• _The problem_
Show all lines from the listing below that contain "tree".

═══ Input data

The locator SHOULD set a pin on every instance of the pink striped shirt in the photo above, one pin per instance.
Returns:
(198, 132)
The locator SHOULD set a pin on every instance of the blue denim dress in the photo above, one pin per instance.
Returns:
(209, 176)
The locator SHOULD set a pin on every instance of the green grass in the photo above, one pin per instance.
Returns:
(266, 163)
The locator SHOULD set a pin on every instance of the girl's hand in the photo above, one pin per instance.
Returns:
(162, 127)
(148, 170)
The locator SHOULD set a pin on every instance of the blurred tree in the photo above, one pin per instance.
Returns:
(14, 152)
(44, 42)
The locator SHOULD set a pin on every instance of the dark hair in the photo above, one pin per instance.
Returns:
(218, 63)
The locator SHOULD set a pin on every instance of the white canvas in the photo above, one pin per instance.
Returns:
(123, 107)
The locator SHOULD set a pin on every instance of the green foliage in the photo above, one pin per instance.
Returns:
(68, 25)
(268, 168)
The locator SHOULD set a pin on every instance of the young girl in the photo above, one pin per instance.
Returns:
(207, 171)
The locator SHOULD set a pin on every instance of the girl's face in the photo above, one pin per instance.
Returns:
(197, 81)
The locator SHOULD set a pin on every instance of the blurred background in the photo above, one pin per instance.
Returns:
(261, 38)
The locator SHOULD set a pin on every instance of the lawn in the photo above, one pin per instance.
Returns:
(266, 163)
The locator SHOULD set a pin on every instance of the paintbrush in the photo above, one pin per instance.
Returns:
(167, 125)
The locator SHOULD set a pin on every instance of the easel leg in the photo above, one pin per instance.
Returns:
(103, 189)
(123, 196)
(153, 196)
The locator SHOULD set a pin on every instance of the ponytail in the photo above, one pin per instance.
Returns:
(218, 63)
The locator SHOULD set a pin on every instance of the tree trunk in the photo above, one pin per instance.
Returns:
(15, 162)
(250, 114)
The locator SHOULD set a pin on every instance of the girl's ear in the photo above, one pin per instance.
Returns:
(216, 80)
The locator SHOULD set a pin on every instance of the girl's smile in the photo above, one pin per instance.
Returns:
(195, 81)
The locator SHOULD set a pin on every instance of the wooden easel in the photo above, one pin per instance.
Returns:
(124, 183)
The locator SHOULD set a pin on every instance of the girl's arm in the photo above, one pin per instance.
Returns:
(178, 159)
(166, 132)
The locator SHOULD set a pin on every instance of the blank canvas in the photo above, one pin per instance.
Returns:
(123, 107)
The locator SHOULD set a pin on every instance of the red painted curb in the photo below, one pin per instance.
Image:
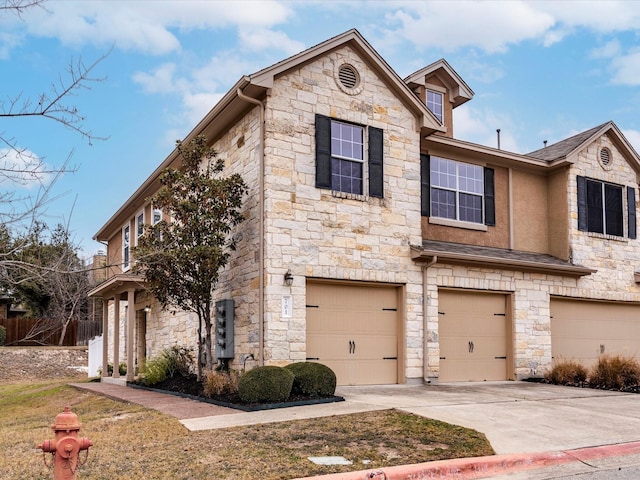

══════

• _Exercise solution_
The locator SHOULD set a pin on every instance of the blurred tree in the photo above, one pin per instance.
The locator SHOULD set a pin on every instance of the tree trunk in the photo above, one pin per instance.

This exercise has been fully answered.